Just a few days later, another tripartite meeting was held, this time with the countries’ foreign ministers, to discuss steps to operationalize the AES. Among its key recommendations was the creation of a confederation between Burkina Faso, Mali, and Niger.
There is historical precedent for such a formation on the African continent, particularly during the period of decolonization, including when Pan-Africanist revolutionary leaders Kwame Nkrumah, Ahmed Sékou Touré and Modibo Keïta came together to form the Ghana-Guinea-Mali Union or the Union of African States. The Democratic Republic of Congo (DRC) was also set to join the union, just before the assassination of its first president, Patrice Lumumba, in a US-backed coup.
The development of a monetary and economic union among the AES countries is of great significance in the context of the enduring control that is exerted upon them in the form of the CFA Franc, a common currency that is a colonial relic still in use in 14 African countries.
Burkina Faso, Mali, and now Niger have taken decisive steps to break away from the influence that France, the former colonizer, continued to exercise upon them after independence.
A major manifestation of this was the scrapping of military agreements with France and the expulsion of its troops from their soil, nearly a decade after France intervened militarily in the region under the guise of fighting armed insurgents (some 1,100 US troops remain in Niger where it also operates two bases, including the drone base in Agadez). On December 1, Burkina Faso and Niger formally withdrew from the G5 Sahel and the France-backed G5 Sahel Joint Force. Mali had left the military alliance in 2022.
These countries have since also undertaken initiatives to gain more control over natural resources and minerals. On December 5, Mali and Niger followed in the footsteps of Burkina Faso to denounce tax agreements signed with France, citing Paris’ “persistent hostile attitude” towards the two countries, as well as the “unbalanced” nature of the agreements themselves.
What Burkina Faso, Mali, and Niger are attempting to do also speaks to the need to address issues of not only political sovereignty, but economic and monetary sovereignty — at the core of which is the CFA Franc.

* **Complete the following**
• 1. Answer these about the text on Burkina Faso, Mali, and Niger:
(a) What did the foreign ministers' meeting recommend creating?
(b) In how many African countries is the CFA Franc still used?
(c) On what date did Burkina Faso and Niger formally withdraw from the G5 Sahel?
• 2. From the text on Burkina Faso, Mali, and Niger, write out again everything from "The development of" down to "14 African countries.".

* **The data**

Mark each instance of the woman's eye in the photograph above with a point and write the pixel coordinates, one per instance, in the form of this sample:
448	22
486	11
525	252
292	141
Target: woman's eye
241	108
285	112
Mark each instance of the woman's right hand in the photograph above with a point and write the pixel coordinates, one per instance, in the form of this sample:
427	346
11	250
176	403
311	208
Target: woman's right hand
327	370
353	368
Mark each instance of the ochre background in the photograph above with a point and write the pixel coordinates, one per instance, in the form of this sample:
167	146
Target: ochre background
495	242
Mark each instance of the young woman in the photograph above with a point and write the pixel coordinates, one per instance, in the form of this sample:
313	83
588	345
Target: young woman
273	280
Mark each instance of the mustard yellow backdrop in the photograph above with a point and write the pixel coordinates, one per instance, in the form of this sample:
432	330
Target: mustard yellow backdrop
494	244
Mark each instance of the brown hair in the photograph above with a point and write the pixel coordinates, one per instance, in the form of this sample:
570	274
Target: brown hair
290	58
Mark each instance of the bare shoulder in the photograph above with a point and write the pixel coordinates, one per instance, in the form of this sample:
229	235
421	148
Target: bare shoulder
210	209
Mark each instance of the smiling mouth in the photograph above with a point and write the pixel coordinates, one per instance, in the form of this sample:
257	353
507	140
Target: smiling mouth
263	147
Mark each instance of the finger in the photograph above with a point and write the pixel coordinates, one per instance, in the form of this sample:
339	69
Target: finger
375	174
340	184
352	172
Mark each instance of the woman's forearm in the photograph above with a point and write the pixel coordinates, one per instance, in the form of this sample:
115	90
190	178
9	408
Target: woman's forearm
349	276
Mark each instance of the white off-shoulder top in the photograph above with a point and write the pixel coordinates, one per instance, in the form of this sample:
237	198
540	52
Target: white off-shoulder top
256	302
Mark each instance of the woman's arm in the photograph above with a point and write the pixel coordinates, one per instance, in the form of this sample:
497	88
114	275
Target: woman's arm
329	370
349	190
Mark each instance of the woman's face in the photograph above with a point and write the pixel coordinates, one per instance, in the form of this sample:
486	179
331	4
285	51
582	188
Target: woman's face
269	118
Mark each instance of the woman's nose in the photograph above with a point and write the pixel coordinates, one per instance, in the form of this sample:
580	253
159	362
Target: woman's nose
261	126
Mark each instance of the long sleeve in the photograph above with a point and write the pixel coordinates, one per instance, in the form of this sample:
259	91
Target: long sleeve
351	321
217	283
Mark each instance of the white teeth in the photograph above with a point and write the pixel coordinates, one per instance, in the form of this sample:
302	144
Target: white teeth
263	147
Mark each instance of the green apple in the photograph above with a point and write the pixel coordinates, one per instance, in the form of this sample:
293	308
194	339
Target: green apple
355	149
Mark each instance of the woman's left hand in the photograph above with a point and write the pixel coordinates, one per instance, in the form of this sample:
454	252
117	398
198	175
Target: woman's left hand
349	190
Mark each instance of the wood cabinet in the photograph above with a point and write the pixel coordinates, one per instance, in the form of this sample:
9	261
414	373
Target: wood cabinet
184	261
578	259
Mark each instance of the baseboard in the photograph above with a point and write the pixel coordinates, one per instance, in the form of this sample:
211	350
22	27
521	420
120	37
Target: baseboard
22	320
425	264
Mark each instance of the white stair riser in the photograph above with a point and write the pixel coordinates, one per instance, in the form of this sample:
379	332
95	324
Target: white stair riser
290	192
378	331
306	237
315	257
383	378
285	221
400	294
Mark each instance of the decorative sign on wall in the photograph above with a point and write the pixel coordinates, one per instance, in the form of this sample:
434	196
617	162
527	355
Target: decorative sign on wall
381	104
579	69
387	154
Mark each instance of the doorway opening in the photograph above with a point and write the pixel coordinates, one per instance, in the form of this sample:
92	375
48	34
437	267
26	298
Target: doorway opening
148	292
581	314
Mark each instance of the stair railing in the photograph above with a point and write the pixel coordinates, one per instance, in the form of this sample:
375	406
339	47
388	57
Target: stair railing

* **Task-by-task results**
• 1.
(a) A confederation between Burkina Faso, Mali, and Niger.
(b) 14.
(c) December 1.

• 2.
The development of a monetary and economic union among the AES countries is of great significance in the context of the enduring control that is exerted upon them in the form of the CFA Franc, a common currency that is a colonial relic still in use in 14 African countries.